- _Énoncé de l'exercice_
Reproduisez intégralement l'extrait sur la validité des ordinations anglicanes, sans y apporter la moindre modification.

- _Extrait_
· · ·
Philippe Bourcier de Carbon : Je suis Philippe Bourcier de Carbon, je suis démographe, donc je ne suis pas théologien mais je m’intéresse depuis très longtemps à ces questions-là.
 
Est-ce que vous considérez que les évêques anglicans ont la plénitude de l’ordre et ont les pouvoirs sacramentels vrais, c’est-à-dire par lesquels passe la grâce de la Rédemption ? Pensez-vous que ces évêques anglicans ont ces pouvoirs ?

Abbé Guillaume de Tanoüarn : Moi j’admire votre manière de poser la question : « pensez-vous que », etc, parce que je ne suis personne pour vous répondre. Donc je n’ai pas compétence mais Léon XIII a dans un document officiel de l’Eglise catholique déclaré la nullité des ordinations anglicanes et je reconnais ce jugement autorisé du pontife romain. Et par conséquent la réponse est très simple mais elle n’est pas la mienne.

Philippe Bourcier de Carbon : Ma question est à double détente [Rires]. Avez-vous étudié les rituels que Montini a imposés en 1968 pour ce qui concerne le sacre des évêques conciliaires ? Les avez-vous étudiés, vous ? Vous pourrez si vous vous référez aux textes les plus officiels, à la version pontificale, observer la quasi-identité avec le rite presbytérien de 1967, c’est-à-dire un an avant, c’est-à-dire le rite anglican précisément.
· · ·
- _Jeu de données_
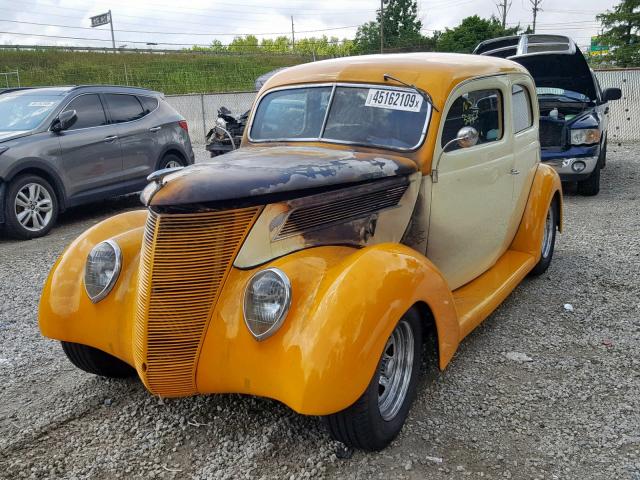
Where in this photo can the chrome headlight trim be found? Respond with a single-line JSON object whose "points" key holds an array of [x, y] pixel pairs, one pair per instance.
{"points": [[282, 277], [114, 277]]}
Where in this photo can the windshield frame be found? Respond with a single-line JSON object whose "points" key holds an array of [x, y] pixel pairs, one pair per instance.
{"points": [[334, 85], [48, 115]]}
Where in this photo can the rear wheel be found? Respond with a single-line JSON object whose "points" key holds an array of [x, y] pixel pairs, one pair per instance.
{"points": [[377, 417], [548, 241], [31, 207], [96, 361]]}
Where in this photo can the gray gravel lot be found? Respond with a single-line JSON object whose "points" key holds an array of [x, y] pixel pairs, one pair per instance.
{"points": [[536, 392]]}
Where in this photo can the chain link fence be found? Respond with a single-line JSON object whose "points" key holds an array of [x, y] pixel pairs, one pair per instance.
{"points": [[623, 113], [201, 110]]}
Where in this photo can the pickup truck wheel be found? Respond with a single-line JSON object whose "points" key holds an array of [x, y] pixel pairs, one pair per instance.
{"points": [[96, 361], [375, 419], [591, 186], [170, 160], [548, 241], [31, 207]]}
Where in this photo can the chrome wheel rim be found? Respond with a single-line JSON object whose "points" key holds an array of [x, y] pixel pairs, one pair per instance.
{"points": [[548, 234], [396, 367], [33, 207], [173, 164]]}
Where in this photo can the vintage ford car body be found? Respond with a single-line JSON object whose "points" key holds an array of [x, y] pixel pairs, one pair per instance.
{"points": [[359, 216]]}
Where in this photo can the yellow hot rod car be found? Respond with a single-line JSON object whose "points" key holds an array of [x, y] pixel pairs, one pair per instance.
{"points": [[374, 201]]}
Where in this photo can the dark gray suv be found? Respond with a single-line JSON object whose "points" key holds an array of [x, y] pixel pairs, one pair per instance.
{"points": [[66, 146]]}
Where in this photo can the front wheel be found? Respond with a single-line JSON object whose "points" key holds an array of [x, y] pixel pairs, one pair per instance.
{"points": [[548, 241], [31, 207], [377, 417]]}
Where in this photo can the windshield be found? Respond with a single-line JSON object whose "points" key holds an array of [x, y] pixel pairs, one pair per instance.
{"points": [[25, 112], [561, 92], [372, 116]]}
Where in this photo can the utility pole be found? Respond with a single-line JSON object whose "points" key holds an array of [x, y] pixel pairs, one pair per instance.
{"points": [[113, 38], [536, 7], [381, 26], [503, 8], [293, 35]]}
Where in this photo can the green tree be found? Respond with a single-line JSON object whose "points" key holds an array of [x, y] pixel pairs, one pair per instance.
{"points": [[621, 33], [470, 32], [401, 29]]}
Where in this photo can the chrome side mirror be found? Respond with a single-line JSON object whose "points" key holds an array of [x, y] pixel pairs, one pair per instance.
{"points": [[466, 137]]}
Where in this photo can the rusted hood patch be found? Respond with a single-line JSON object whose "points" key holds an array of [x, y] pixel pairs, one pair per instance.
{"points": [[265, 171]]}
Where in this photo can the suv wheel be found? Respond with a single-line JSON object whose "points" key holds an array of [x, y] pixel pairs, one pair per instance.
{"points": [[170, 160], [31, 207]]}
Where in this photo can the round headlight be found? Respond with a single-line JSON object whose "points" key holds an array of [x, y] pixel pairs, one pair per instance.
{"points": [[266, 302], [102, 269]]}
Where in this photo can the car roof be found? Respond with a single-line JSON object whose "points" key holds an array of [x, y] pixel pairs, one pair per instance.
{"points": [[437, 73], [65, 90]]}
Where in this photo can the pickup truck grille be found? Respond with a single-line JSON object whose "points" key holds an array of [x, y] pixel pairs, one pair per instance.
{"points": [[184, 261], [551, 133]]}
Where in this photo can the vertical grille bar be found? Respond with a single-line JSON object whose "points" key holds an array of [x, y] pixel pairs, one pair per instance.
{"points": [[184, 261]]}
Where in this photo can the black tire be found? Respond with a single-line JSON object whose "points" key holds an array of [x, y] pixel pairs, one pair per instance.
{"points": [[171, 160], [96, 361], [361, 425], [547, 253], [13, 211], [590, 186]]}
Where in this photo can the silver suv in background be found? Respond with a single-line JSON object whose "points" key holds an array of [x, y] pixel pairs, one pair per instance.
{"points": [[66, 146]]}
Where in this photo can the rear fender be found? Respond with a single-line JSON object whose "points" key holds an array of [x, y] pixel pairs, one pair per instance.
{"points": [[345, 304], [546, 186]]}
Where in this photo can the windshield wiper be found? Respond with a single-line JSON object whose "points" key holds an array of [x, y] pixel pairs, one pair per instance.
{"points": [[422, 93]]}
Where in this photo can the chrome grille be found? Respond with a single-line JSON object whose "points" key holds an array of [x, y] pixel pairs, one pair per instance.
{"points": [[184, 261]]}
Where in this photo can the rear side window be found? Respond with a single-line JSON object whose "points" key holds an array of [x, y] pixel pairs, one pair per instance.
{"points": [[480, 109], [124, 108], [89, 111], [149, 104], [522, 114]]}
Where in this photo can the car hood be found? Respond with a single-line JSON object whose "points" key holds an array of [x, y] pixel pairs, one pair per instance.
{"points": [[258, 175], [560, 70], [11, 135]]}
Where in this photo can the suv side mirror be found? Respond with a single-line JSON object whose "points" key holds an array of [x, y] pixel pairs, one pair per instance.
{"points": [[64, 121], [611, 94]]}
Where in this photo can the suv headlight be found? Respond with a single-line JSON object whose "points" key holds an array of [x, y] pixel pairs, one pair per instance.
{"points": [[266, 302], [102, 269], [585, 136]]}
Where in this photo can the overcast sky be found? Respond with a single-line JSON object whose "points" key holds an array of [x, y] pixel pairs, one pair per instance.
{"points": [[180, 24]]}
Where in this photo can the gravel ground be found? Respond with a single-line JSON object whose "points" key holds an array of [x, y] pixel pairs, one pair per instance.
{"points": [[535, 392]]}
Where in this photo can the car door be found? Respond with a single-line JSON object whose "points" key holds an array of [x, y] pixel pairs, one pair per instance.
{"points": [[471, 201], [526, 145], [90, 149], [136, 135]]}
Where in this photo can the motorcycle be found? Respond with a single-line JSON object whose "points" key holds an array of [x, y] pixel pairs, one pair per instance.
{"points": [[227, 132]]}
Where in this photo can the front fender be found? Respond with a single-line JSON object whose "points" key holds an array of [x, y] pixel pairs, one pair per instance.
{"points": [[66, 312], [345, 303]]}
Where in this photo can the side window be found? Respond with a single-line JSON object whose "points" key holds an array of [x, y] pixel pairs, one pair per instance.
{"points": [[149, 104], [89, 111], [522, 114], [124, 108], [480, 109]]}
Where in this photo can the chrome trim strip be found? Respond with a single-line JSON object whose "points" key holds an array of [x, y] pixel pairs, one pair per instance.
{"points": [[332, 141]]}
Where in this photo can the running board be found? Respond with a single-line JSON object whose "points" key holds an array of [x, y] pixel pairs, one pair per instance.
{"points": [[477, 299]]}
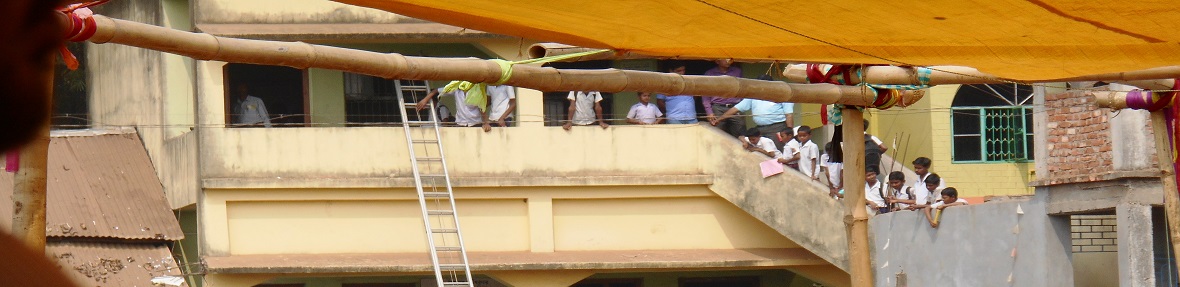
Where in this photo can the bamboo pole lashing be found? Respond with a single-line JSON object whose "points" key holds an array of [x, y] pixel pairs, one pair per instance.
{"points": [[392, 65]]}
· · ·
- _Réponse à l'exercice_
Philippe Bourcier de Carbon : Je suis Philippe Bourcier de Carbon, je suis démographe, donc je ne suis pas théologien mais je m’intéresse depuis très longtemps à ces questions-là.
 
Est-ce que vous considérez que les évêques anglicans ont la plénitude de l’ordre et ont les pouvoirs sacramentels vrais, c’est-à-dire par lesquels passe la grâce de la Rédemption ? Pensez-vous que ces évêques anglicans ont ces pouvoirs ?

Abbé Guillaume de Tanoüarn : Moi j’admire votre manière de poser la question : « pensez-vous que », etc, parce que je ne suis personne pour vous répondre. Donc je n’ai pas compétence mais Léon XIII a dans un document officiel de l’Eglise catholique déclaré la nullité des ordinations anglicanes et je reconnais ce jugement autorisé du pontife romain. Et par conséquent la réponse est très simple mais elle n’est pas la mienne.

Philippe Bourcier de Carbon : Ma question est à double détente [Rires]. Avez-vous étudié les rituels que Montini a imposés en 1968 pour ce qui concerne le sacre des évêques conciliaires ? Les avez-vous étudiés, vous ? Vous pourrez si vous vous référez aux textes les plus officiels, à la version pontificale, observer la quasi-identité avec le rite presbytérien de 1967, c’est-à-dire un an avant, c’est-à-dire le rite anglican précisément.